INPUT RECORDS section start

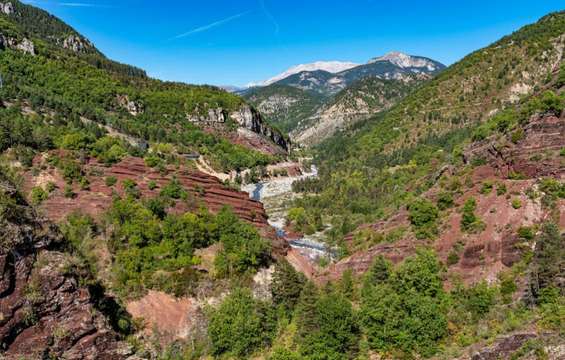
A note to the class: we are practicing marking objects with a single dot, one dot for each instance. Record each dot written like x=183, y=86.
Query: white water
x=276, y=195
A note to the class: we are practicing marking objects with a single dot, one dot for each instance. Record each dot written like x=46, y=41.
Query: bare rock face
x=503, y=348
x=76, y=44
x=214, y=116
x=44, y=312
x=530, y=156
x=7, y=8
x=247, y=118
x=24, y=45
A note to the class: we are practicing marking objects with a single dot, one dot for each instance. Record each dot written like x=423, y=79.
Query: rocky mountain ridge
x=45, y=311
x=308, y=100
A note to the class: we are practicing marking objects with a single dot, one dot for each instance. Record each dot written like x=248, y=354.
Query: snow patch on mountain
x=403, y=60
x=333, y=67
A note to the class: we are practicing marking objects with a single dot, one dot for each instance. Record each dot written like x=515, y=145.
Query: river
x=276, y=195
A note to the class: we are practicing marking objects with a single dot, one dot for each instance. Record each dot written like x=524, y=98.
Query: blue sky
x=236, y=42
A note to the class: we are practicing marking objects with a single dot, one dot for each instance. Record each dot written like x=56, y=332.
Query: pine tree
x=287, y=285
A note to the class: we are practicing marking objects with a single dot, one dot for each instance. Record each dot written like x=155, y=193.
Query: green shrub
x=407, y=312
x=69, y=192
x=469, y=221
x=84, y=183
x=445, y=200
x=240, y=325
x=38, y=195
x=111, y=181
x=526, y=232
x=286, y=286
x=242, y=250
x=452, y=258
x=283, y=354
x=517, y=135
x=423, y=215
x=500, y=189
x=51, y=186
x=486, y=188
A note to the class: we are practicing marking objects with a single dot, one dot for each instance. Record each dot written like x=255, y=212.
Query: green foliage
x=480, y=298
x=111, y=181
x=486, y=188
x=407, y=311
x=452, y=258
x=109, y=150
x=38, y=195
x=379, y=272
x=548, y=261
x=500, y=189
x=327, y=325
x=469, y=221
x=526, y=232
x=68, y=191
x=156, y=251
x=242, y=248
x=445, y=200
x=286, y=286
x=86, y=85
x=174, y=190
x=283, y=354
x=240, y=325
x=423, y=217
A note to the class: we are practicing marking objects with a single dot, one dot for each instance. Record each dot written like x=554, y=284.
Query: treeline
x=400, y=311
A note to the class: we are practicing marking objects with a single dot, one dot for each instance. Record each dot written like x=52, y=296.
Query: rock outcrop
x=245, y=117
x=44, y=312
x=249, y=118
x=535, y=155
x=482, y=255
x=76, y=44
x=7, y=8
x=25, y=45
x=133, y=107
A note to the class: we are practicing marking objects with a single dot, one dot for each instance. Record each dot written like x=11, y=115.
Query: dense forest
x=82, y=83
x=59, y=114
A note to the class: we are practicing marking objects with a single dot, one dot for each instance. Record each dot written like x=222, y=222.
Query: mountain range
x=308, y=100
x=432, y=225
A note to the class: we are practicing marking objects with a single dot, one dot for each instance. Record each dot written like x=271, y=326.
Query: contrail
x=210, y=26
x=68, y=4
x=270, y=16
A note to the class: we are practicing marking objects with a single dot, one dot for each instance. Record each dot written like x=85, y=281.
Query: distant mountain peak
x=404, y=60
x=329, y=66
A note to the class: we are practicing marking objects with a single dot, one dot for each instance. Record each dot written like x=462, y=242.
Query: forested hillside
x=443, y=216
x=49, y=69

INPUT RECORDS section end
INPUT RECORDS section start

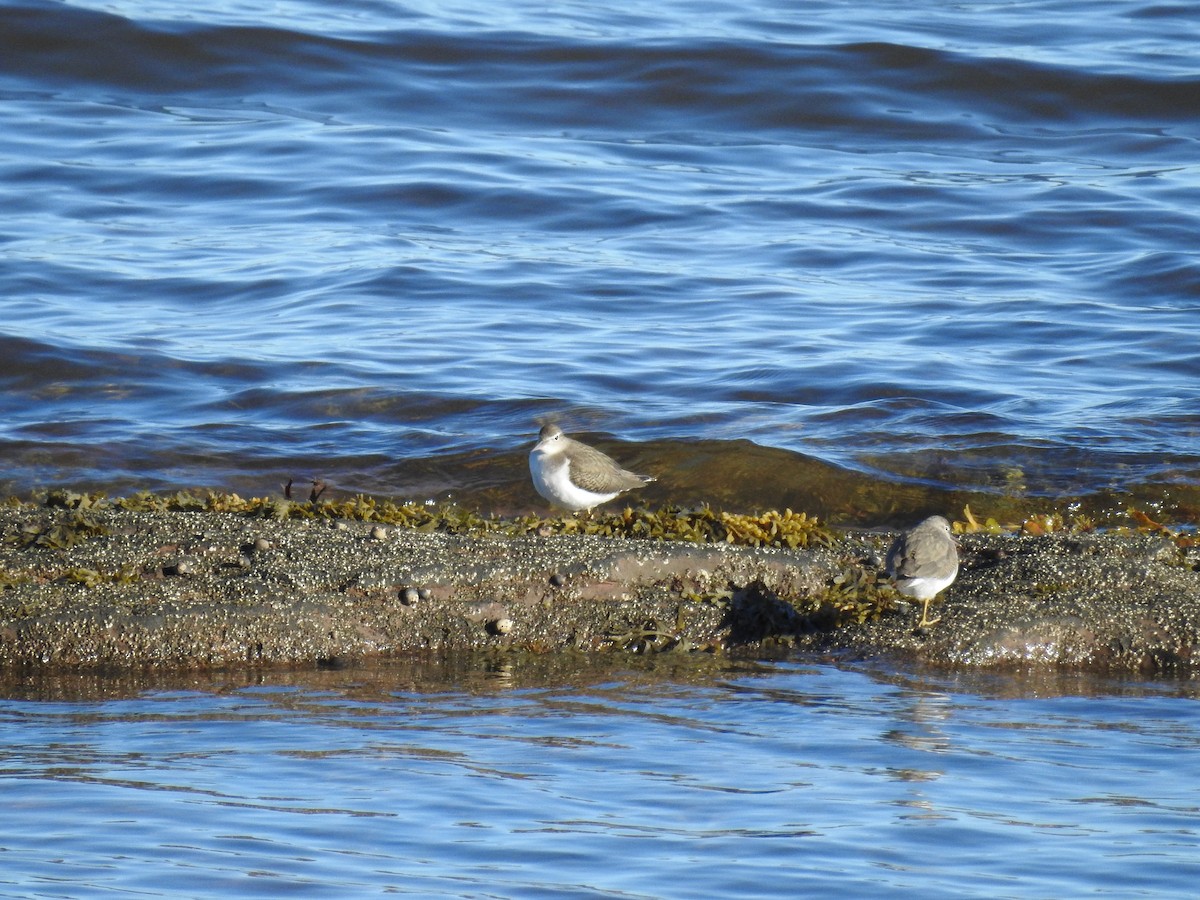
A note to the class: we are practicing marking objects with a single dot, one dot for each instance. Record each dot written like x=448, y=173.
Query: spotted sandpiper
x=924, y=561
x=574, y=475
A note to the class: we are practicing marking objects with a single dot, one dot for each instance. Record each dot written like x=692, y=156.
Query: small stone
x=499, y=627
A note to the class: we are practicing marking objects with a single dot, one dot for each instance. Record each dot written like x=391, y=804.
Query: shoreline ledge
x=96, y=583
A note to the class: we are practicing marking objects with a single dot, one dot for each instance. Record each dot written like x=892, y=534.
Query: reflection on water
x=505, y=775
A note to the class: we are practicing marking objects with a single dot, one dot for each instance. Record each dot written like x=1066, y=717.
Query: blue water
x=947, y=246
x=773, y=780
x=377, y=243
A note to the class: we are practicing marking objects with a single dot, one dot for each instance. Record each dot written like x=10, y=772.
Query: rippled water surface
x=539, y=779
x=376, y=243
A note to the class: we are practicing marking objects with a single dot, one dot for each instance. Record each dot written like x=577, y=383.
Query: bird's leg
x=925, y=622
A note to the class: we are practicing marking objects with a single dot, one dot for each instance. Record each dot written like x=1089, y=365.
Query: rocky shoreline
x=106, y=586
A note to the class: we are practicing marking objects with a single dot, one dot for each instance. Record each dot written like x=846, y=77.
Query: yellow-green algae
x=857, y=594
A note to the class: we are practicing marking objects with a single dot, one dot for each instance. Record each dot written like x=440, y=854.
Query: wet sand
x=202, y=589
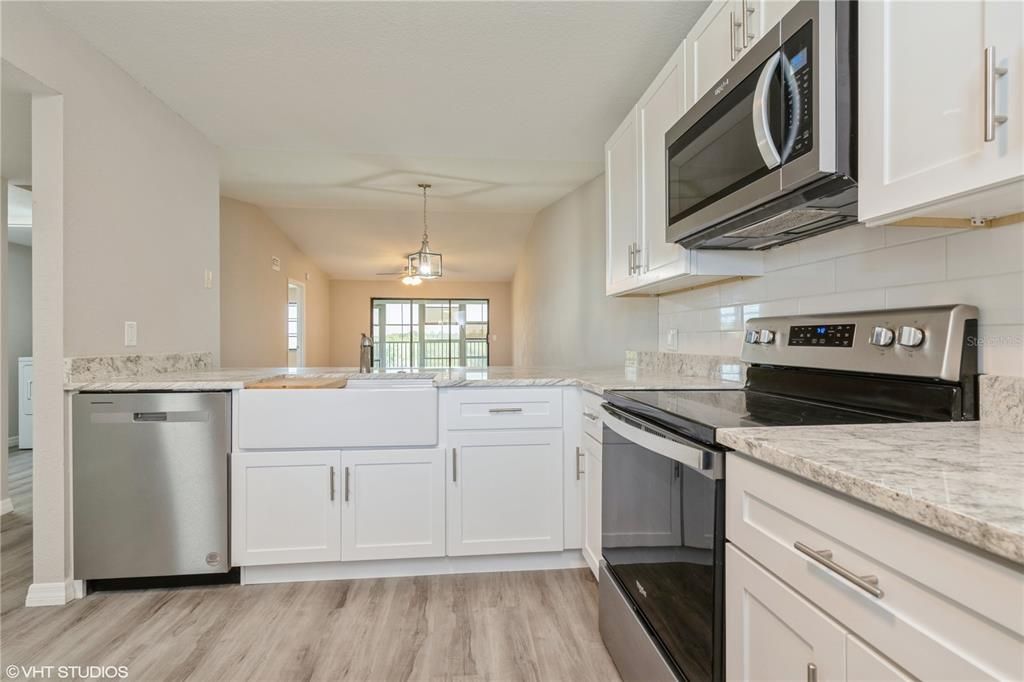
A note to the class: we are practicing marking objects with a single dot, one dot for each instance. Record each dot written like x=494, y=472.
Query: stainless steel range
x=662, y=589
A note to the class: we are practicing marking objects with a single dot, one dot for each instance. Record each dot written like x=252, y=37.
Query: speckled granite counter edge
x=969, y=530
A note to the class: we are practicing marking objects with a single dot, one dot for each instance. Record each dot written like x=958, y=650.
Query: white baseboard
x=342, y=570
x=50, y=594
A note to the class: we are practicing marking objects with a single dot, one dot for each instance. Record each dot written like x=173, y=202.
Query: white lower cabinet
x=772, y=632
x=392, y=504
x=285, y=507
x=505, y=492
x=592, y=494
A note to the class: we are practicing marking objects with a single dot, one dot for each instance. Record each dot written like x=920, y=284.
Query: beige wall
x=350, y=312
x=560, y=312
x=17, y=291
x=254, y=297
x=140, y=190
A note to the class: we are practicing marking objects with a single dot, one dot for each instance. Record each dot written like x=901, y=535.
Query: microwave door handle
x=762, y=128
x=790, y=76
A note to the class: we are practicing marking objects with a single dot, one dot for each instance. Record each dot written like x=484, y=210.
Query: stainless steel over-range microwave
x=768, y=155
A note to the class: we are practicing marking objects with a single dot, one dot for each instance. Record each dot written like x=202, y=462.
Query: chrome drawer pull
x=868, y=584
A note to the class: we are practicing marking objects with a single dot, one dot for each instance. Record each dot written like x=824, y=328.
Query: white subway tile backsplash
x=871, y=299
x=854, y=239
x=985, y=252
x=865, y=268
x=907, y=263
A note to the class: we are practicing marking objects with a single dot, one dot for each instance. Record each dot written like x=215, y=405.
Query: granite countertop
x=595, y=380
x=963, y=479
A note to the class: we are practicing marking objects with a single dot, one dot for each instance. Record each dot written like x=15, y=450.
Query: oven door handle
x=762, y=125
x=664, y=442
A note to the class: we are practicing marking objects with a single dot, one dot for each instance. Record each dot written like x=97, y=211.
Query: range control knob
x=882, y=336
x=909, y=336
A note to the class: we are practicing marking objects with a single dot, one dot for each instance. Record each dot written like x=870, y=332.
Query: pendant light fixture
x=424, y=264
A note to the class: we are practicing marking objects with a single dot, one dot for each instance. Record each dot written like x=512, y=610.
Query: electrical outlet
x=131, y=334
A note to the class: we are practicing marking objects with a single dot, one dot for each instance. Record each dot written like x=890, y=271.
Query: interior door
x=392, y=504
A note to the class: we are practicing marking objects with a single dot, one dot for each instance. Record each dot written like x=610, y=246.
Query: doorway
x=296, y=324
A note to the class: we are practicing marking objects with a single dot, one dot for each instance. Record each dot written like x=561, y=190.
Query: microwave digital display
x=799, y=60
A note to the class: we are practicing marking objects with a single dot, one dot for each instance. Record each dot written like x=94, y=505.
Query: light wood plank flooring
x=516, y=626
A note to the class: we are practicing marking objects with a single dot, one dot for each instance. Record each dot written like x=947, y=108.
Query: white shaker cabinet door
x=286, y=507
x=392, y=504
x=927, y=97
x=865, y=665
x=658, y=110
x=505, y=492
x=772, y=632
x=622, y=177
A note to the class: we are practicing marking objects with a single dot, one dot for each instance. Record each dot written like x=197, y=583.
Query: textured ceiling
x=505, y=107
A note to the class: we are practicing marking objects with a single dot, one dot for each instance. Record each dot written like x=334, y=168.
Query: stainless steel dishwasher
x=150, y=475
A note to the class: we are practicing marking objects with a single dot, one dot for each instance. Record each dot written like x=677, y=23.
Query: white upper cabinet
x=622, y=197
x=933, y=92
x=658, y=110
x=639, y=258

INPUT RECORDS section end

◆ WHAT IS REQUIRED: Set down exactly the lines of the data above, beginning with the line that has "like x=183, y=86." and ending with the line that has "like x=56, y=332.", and no others.

◆ WRITTEN RESPONSE:
A note to the class: we are practicing marking objects with a single dot, one dot for each instance. Record each dot written like x=183, y=86.
Query: white water
x=276, y=195
A note to the class: we are practicing marking objects with a single dot, one dot for each instance. Record each dot written like x=46, y=41.
Query: bare rock face
x=503, y=348
x=76, y=44
x=214, y=116
x=44, y=312
x=530, y=156
x=7, y=8
x=247, y=118
x=24, y=45
A note to the class: we are practicing marking objects with a single dot, one dot for each instance. Record each dot written like x=423, y=79.
Query: rocky mountain ridge
x=45, y=311
x=308, y=100
A note to the class: we are practicing marking objects with a single dot, one dot for each instance. Record each dot written like x=248, y=354.
Query: snow patch on mountain
x=403, y=60
x=333, y=67
A note to the class: we are practicing marking objects with a single dot, one dot for each instance. Record each dot written like x=515, y=145.
Query: river
x=276, y=195
A note to the class: we are practicing marking objects with a single dot, one dot for each instance. Record each dot written like x=524, y=98.
Query: blue sky
x=236, y=42
A note to the class: we are practicing marking objects with a single dot, one dot for each instance. Record each dot written like x=56, y=332.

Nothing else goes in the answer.